THE TASK: Restate the listing below word for word, pictures excluded.
____
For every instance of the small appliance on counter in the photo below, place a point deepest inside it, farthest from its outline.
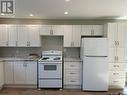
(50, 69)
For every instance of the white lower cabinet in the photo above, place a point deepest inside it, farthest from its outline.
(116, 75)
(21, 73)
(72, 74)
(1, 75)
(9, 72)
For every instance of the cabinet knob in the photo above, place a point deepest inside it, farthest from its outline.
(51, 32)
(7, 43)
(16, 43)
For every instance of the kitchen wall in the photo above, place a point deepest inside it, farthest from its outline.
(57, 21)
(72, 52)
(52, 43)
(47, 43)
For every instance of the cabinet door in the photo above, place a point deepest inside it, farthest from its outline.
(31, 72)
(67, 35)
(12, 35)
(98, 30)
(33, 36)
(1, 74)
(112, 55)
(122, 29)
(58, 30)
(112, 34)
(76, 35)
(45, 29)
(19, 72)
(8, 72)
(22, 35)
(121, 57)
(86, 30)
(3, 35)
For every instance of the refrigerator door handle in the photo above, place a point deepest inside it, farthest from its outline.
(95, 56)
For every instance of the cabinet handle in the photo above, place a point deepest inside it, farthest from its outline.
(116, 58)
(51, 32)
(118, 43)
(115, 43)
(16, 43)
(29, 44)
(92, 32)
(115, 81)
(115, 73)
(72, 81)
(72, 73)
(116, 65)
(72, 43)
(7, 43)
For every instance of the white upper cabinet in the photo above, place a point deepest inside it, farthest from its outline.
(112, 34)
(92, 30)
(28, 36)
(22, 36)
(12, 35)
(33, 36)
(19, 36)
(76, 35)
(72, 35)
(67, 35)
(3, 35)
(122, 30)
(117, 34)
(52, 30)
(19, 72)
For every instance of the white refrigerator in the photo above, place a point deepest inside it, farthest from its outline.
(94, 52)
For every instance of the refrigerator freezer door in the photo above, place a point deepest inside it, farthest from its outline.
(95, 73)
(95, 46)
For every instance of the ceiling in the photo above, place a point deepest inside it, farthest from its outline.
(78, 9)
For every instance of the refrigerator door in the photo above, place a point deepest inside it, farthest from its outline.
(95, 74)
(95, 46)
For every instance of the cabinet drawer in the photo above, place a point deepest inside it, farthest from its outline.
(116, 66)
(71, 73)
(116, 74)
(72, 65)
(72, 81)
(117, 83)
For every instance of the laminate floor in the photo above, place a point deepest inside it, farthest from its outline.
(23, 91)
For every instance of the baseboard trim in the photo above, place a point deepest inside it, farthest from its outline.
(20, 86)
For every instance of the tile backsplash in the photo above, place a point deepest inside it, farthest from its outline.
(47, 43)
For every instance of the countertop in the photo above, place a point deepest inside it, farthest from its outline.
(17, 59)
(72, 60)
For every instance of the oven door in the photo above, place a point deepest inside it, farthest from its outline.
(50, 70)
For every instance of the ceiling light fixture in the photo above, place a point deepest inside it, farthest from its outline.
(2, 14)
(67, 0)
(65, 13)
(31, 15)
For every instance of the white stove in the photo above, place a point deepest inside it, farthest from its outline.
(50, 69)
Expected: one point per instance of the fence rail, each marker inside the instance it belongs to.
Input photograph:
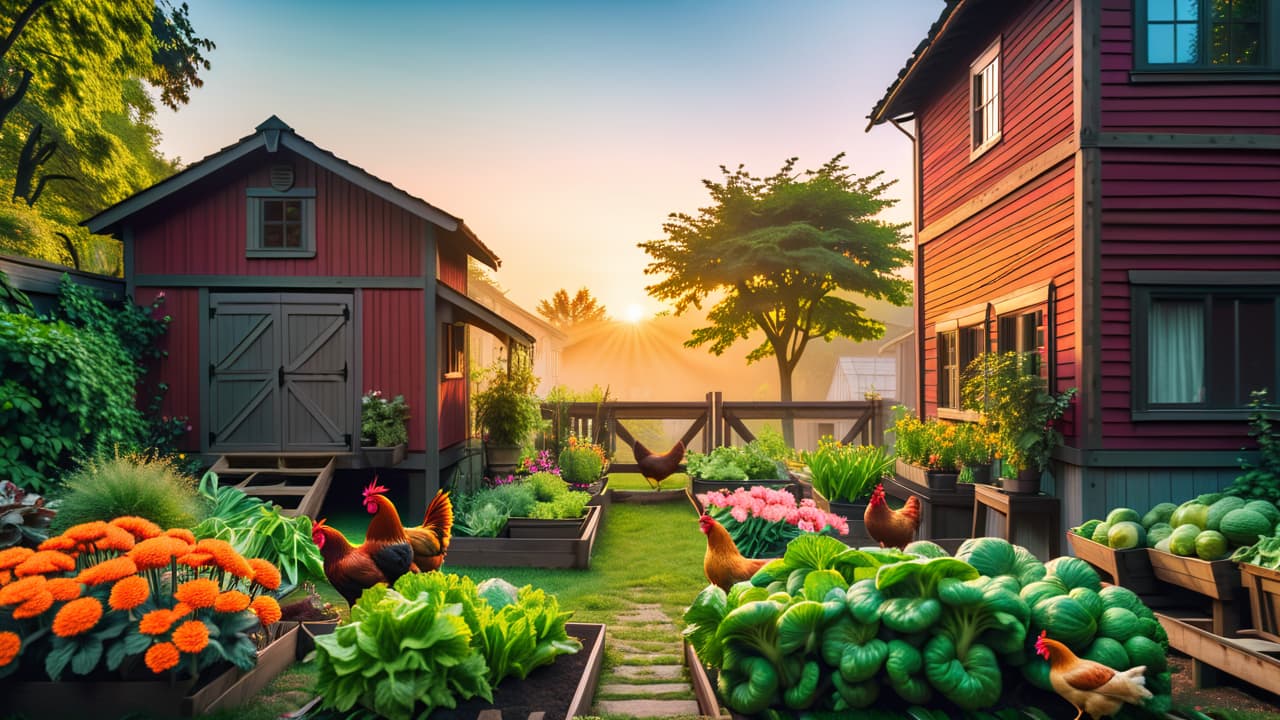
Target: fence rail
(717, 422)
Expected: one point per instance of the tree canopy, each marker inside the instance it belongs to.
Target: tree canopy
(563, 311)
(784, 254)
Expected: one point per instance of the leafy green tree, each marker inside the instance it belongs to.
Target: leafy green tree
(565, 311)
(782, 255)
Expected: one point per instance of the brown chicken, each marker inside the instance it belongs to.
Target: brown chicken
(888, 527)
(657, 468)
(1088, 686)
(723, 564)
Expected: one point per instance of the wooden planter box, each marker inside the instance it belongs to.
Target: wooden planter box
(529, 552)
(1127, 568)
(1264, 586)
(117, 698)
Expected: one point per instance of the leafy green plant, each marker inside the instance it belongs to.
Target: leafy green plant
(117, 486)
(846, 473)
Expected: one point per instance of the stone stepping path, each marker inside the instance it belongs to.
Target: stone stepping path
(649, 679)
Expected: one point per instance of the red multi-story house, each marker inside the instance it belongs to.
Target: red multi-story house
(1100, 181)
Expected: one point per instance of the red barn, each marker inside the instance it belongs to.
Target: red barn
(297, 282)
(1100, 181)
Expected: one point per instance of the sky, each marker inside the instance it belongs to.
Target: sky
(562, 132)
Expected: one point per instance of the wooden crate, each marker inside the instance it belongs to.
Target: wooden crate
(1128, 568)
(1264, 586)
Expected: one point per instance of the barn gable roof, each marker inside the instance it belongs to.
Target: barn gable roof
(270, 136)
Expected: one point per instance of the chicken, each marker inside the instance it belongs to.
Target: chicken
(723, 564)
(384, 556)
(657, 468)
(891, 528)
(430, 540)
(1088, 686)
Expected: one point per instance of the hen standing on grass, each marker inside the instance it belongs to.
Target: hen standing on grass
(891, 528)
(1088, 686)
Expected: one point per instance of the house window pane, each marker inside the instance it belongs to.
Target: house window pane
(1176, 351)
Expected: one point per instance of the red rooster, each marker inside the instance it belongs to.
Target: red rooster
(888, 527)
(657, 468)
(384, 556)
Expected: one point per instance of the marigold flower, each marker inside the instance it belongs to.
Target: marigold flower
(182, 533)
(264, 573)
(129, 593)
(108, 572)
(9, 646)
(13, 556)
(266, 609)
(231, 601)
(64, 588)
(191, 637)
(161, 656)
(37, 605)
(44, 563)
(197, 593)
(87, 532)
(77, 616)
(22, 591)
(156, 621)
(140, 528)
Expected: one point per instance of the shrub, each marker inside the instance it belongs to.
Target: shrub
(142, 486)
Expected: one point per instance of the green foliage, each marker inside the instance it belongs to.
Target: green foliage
____
ANSWER AREA:
For every instance of the small appliance on counter in the photo below, place a point deepest inside it, farthest from its outline.
(50, 69)
For every instance of the white lower cabinet in the photo above, place a point deepest inside it, farthest from its outline.
(116, 75)
(21, 73)
(72, 74)
(1, 75)
(9, 72)
For every instance of the cabinet knob in the photo above, place a point deepest inside it, farthest from its outline.
(51, 32)
(7, 43)
(16, 43)
For every instance of the kitchen wall in the photo above, place a point deepest inside it, farthest from its outline.
(57, 21)
(72, 52)
(52, 43)
(47, 43)
For every instance of the cabinet door in the photo above, place a point deepest inside it, farthest from its outline.
(31, 72)
(67, 35)
(12, 35)
(98, 30)
(33, 36)
(1, 74)
(112, 55)
(122, 29)
(58, 30)
(112, 34)
(76, 35)
(45, 29)
(19, 72)
(8, 72)
(22, 35)
(121, 57)
(86, 30)
(3, 35)
For every instance of the refrigerator door handle in the photo above, place a point deepest inside it, farthest from its outline.
(95, 56)
For every instance of the cabinet handle in the photo above, place a point deepest inside it, farthest from its outline.
(116, 58)
(51, 32)
(118, 43)
(115, 43)
(16, 43)
(29, 44)
(92, 32)
(115, 81)
(115, 73)
(72, 81)
(72, 73)
(116, 65)
(72, 43)
(7, 43)
For every instance of the white upper cabinet in the photo above, place a point deepest inside it, farthest from its outline.
(112, 34)
(92, 30)
(28, 36)
(22, 36)
(12, 35)
(33, 36)
(19, 36)
(76, 35)
(72, 35)
(67, 35)
(3, 35)
(122, 30)
(117, 34)
(52, 30)
(19, 72)
For every instance of the white refrigerator in the photo above, place a point deepest inside it, farthest from its outline.
(94, 52)
For every instance of the refrigerator freezer door in the photo above, place a point deepest inside it, farthest from its outline.
(95, 73)
(95, 46)
For every instance of the ceiling in the photo above, place a point deepest inside it, farthest from its outline.
(78, 9)
For every instance of the refrigerator door in the photo above, place a point deepest inside it, farthest from its outline.
(95, 74)
(95, 46)
For every instance of the cabinet drawer in the photo above, place a point deepest inside it, farthest from its outline.
(116, 66)
(71, 73)
(116, 74)
(72, 65)
(72, 81)
(117, 83)
For every instance of the laminate floor in the photo above, place a point deepest inside it, farthest from its outline.
(23, 91)
For every instance of the baseboard trim in the photo above, place a point deepest inside it, farthest from its outline.
(20, 86)
For every instance of the tile backsplash in the photo above, place a point deepest inside it, farthest from its outline.
(47, 43)
For every instance of the countertop in the photo above, place a point deepest inside it, farthest from its outline.
(17, 59)
(72, 60)
For every instance of the oven door in the photo above, place a point deepest inside it, farthest from its outline.
(50, 70)
For every instance of the ceiling light fixture in the photo above, place a point deepest inside it, farthest from its outline.
(2, 14)
(67, 0)
(65, 13)
(31, 15)
For every instance of the white stove in the photo above, place a point deepest inside it, farthest from its outline.
(50, 69)
Expected: one point per instance of the fence rail, each marker inside the instance it belongs to.
Input photograph:
Target: fence rail
(717, 422)
Expected: one point per instance of the tree canopy, each marker inside the instance it belongs to.
Target: tree canopy
(563, 311)
(784, 254)
Expected: one point per instance of the leafy green tree, each marker inside the instance it belongs to.
Target: leafy green tree
(565, 311)
(782, 255)
Expected: one point per instance of the brown chicken, each marker inside the instance it belongs to.
Target: brown chicken
(888, 527)
(657, 468)
(1088, 686)
(723, 564)
Expected: one point per instance of the wooden planter box, each marker inside the instance it belongs to.
Target: wooden planter box
(529, 552)
(1127, 568)
(1264, 586)
(117, 698)
Expected: one point per instance of the leafy green plant, each marker inside the instance it belongs to.
Target: leafy green plant
(117, 486)
(846, 473)
Expected: one point per instance of the stone stepping path, each marker inside the instance it belongs to.
Target: stone stepping path
(649, 679)
Expected: one point per instance of the red multi-story house, each marker inside the instance it belongs to.
Target: red multi-story house
(1100, 181)
Expected: one point per instance of the red barn, each marker inside the instance it belongs to.
Target: red barn
(297, 282)
(1100, 181)
Expected: one point per instance of the sky, each marker inside the instance it belongs to.
Target: sky
(562, 132)
Expected: one point per instance of the wooden crate, each marker inside the instance it belongs to.
Target: wooden crate
(1128, 568)
(1264, 586)
Expected: one point per instance of the barn gable roof, each marker inside the instance it belongs to.
Target: barn gable roof
(270, 136)
Expected: one point per instance of the chicken, each marker inside the instance it belongs to.
Target: chicken
(723, 564)
(384, 556)
(657, 468)
(891, 528)
(430, 540)
(1088, 686)
Expected: one point per instance of the hen standing on grass, each marker inside the instance it belongs to.
Target: hen standing on grass
(891, 528)
(1088, 686)
Expected: one point per instance of the house window pane, each marker inside the instance it belongs to.
Target: house window pane
(1176, 351)
Expected: one point per instance of the red rooster, each marker inside the instance it belongs to.
Target: red rooster
(888, 527)
(657, 468)
(384, 556)
Expected: one point per instance of the marigold flower, each marker inside the instance it belongs to.
Target: marigold flower
(182, 533)
(264, 573)
(129, 593)
(108, 572)
(9, 646)
(13, 556)
(266, 609)
(231, 601)
(64, 588)
(191, 637)
(161, 656)
(37, 605)
(44, 563)
(197, 593)
(87, 532)
(77, 616)
(22, 591)
(156, 621)
(140, 528)
Expected: one point per instance of the shrub, each marker inside the instance it belongs to.
Target: shrub
(142, 486)
Expected: one point per instance of the green foliage, each marker inside the instance it belongs to.
Target: green foliage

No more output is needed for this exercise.